» Your instructions:
Copy the lines of the records verbatim, starting at the line that contains "the white suv" and ending at the end of the records, including both ends.

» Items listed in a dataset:
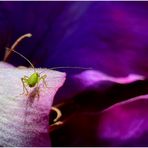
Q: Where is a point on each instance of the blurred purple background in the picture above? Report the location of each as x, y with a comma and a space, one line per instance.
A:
110, 37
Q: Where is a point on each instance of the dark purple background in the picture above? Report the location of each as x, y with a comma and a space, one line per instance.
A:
108, 36
111, 37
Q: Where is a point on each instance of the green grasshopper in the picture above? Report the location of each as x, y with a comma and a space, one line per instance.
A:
34, 79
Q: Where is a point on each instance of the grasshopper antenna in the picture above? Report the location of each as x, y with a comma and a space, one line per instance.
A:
69, 67
24, 58
9, 50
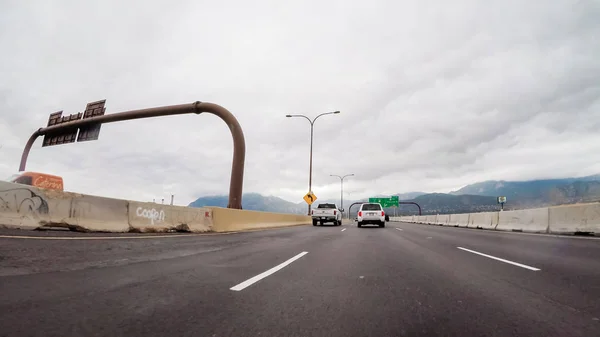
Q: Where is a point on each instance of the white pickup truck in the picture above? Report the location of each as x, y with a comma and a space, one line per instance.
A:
326, 213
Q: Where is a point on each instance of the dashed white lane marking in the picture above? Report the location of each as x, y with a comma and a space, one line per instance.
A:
501, 260
259, 277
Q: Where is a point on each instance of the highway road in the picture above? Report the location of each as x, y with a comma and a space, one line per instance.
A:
402, 280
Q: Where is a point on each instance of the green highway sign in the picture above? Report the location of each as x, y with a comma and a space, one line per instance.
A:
386, 202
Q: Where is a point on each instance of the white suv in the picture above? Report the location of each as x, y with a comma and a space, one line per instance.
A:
371, 213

» Problem solution:
Q: Where is a point on each instance of the white suv in the picture above? Report the location of each as x, y with a comma and a space, one line per instance.
A:
371, 213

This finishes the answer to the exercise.